Dataset entries -

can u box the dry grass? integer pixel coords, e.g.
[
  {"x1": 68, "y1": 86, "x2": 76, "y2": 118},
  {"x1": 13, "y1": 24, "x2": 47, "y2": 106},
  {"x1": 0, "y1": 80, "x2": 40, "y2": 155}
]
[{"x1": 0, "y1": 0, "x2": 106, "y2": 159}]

How to complete this task - Output every entry again, exactly as given.

Exercise solution -
can u box the dry grass? integer pixel coords, e.g.
[
  {"x1": 68, "y1": 86, "x2": 76, "y2": 118},
  {"x1": 13, "y1": 24, "x2": 47, "y2": 106},
  {"x1": 0, "y1": 80, "x2": 40, "y2": 155}
]
[{"x1": 0, "y1": 0, "x2": 106, "y2": 159}]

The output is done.